What you need to do: Print verbatim the lines of the entries from the one containing "[point] dirt lot" to the last, inclusive, and no others.

Supplied information:
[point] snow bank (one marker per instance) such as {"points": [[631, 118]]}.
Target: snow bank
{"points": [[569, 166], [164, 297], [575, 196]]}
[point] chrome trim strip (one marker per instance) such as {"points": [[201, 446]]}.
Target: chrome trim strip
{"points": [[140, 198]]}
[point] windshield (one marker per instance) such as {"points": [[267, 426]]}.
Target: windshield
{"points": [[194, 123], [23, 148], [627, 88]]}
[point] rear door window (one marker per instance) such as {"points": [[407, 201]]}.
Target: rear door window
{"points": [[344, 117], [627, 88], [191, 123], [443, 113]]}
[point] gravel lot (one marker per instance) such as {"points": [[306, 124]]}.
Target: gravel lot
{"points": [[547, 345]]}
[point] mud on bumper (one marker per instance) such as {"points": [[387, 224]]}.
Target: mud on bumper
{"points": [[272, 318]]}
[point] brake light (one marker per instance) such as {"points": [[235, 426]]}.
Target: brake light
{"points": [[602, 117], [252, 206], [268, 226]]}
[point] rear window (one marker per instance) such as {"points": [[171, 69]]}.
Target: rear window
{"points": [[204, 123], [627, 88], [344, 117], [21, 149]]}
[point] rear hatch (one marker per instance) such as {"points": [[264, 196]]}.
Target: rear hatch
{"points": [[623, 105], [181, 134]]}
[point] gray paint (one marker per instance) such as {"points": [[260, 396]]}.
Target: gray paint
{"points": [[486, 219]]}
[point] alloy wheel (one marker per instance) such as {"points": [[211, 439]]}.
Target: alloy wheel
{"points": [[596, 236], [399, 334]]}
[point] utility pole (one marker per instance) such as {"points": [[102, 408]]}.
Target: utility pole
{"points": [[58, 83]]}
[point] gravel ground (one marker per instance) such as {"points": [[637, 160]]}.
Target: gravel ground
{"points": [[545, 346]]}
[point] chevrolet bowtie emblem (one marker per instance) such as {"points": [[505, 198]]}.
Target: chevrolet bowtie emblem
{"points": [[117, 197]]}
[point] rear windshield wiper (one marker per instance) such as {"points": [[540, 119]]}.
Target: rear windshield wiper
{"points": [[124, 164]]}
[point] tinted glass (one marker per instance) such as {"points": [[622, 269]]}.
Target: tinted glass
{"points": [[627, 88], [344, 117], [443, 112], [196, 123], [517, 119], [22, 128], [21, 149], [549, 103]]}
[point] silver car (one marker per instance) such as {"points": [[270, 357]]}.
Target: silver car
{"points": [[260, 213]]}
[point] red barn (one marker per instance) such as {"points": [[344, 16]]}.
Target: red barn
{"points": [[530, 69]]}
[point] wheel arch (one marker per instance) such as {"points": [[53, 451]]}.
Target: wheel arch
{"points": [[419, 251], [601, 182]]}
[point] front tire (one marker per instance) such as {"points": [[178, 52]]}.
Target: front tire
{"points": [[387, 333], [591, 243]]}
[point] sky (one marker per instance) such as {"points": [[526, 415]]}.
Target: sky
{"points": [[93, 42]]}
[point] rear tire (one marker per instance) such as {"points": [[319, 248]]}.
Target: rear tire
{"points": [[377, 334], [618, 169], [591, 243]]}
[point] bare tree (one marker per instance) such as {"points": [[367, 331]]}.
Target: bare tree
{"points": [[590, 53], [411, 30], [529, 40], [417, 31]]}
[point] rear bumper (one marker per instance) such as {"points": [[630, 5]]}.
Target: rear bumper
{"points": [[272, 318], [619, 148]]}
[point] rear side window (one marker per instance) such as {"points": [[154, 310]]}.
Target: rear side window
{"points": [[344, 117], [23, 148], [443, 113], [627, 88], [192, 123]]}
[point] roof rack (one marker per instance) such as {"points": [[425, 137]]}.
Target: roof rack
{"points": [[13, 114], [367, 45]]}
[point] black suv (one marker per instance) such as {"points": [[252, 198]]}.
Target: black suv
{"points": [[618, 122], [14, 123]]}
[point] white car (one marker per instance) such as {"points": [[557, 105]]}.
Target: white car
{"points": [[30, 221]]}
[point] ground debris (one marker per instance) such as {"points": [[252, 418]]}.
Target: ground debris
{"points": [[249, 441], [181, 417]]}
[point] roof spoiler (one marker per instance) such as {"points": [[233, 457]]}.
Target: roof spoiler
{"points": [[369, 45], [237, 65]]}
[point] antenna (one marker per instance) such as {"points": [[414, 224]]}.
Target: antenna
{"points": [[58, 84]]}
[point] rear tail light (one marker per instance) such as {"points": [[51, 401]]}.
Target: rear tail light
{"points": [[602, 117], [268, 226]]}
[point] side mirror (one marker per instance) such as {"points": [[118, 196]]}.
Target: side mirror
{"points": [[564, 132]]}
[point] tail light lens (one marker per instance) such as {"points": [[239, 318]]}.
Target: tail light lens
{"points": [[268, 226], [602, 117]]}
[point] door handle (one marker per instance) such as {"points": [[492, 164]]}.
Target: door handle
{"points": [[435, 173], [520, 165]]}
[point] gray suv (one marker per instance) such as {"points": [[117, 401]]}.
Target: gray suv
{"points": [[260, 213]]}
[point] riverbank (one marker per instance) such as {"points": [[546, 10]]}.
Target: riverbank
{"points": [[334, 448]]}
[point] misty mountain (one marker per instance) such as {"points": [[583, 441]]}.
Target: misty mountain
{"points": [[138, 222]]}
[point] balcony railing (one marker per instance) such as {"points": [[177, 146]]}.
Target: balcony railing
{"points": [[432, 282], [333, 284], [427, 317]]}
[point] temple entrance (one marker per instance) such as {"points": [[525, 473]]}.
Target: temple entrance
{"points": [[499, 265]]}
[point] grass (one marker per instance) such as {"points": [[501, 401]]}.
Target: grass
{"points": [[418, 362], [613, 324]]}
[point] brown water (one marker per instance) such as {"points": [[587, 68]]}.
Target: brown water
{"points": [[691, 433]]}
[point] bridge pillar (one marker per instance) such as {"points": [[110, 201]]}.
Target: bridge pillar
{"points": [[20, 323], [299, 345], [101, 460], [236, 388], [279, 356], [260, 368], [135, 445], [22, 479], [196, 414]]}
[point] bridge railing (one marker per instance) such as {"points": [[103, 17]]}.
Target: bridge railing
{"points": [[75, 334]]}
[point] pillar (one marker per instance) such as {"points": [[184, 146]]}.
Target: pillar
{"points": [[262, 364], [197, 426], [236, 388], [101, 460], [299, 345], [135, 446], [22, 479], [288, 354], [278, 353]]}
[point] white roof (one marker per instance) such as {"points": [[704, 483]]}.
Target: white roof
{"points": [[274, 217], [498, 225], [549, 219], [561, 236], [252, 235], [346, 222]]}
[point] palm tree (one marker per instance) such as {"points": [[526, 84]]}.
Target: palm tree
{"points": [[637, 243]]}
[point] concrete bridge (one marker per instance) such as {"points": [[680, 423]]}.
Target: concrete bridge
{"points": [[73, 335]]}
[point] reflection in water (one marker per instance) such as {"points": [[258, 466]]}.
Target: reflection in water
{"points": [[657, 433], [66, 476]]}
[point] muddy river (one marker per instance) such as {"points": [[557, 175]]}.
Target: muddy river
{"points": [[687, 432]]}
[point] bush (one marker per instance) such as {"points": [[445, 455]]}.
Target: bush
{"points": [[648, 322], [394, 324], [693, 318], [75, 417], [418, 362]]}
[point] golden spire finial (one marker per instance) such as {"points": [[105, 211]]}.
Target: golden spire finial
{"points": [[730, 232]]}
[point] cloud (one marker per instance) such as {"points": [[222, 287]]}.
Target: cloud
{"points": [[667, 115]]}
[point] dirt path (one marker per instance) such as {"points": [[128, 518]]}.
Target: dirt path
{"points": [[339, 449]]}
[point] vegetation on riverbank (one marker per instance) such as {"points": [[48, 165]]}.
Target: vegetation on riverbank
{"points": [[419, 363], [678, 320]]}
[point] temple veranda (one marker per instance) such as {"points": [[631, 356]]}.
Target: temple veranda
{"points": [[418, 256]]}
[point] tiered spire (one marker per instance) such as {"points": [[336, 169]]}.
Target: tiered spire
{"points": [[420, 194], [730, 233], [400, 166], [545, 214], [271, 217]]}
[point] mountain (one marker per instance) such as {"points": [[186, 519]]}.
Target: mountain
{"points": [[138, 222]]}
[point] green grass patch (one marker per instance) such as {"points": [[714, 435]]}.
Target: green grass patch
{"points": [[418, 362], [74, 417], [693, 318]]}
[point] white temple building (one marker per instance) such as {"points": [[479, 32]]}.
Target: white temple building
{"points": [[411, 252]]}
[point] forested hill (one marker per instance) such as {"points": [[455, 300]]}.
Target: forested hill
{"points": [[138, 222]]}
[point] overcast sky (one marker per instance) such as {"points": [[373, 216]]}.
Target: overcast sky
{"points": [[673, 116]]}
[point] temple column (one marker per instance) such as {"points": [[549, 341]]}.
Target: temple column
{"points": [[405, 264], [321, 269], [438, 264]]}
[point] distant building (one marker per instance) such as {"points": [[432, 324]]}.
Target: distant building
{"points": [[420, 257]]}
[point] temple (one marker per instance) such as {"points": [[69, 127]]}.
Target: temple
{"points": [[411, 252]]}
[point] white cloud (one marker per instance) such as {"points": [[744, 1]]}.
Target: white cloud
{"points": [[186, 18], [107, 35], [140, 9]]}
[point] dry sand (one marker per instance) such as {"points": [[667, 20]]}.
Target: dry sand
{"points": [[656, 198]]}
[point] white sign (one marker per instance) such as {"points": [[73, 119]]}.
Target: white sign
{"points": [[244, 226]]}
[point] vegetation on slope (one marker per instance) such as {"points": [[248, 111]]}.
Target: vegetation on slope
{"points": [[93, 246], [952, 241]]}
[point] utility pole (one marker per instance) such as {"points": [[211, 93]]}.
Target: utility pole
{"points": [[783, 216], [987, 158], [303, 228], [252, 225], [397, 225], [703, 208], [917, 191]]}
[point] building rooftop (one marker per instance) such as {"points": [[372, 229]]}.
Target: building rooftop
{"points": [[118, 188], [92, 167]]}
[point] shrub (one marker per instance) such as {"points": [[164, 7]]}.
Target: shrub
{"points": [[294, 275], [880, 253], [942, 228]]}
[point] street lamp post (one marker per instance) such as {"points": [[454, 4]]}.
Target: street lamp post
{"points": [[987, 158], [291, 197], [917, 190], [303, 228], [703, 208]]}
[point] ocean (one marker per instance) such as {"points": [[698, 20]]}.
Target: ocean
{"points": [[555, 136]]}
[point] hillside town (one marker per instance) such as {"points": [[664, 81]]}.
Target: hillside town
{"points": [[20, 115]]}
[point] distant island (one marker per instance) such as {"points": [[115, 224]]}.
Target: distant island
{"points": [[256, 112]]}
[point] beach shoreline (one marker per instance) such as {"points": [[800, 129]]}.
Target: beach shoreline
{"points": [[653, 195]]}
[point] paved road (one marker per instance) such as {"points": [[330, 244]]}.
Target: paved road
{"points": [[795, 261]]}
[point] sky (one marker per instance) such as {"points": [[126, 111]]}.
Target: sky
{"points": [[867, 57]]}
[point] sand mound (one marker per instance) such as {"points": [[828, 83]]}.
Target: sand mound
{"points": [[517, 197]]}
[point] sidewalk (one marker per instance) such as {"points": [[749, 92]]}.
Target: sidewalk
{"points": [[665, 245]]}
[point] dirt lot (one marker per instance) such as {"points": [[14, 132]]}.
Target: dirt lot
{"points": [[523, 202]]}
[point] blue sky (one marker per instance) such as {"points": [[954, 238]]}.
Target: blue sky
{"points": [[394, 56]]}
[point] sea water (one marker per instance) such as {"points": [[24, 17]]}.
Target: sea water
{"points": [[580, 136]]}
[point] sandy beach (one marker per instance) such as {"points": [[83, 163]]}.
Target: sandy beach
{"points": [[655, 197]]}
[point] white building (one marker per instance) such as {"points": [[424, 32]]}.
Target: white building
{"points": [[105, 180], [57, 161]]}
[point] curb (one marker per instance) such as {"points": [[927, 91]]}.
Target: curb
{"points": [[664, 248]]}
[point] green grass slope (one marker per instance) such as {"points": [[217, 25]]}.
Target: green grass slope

Answer in full:
[point] dirt lot (one marker per instance) such as {"points": [[14, 132]]}.
Target: dirt lot
{"points": [[523, 202]]}
[point] blue sky (one marker per instance) such as {"points": [[954, 238]]}.
Target: blue sky
{"points": [[394, 56]]}
[point] sea water (one marker per instance) such as {"points": [[24, 17]]}.
Target: sea water
{"points": [[580, 136]]}
[point] sandy beach (one marker per instance) such as {"points": [[83, 163]]}.
Target: sandy beach
{"points": [[655, 197]]}
[point] white building (one marker per instance) such as {"points": [[424, 32]]}.
Target: white building
{"points": [[105, 180], [57, 161]]}
[point] curb (one marker per instance) such as {"points": [[927, 91]]}.
Target: curb
{"points": [[664, 248]]}
[point] green grass slope (one marker per instance) such as {"points": [[217, 25]]}.
Target: green grass slope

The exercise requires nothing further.